__EXERCISE DIRECTIONS__:
Would you copy out the whole listing exactly as given?

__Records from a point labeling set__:
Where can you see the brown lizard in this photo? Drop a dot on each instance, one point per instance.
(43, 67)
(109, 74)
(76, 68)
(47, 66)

__SOLUTION BELOW__:
Where can you see the brown lizard in this photo? Drop a dot on each instance, one point per instance.
(43, 67)
(109, 74)
(76, 68)
(47, 66)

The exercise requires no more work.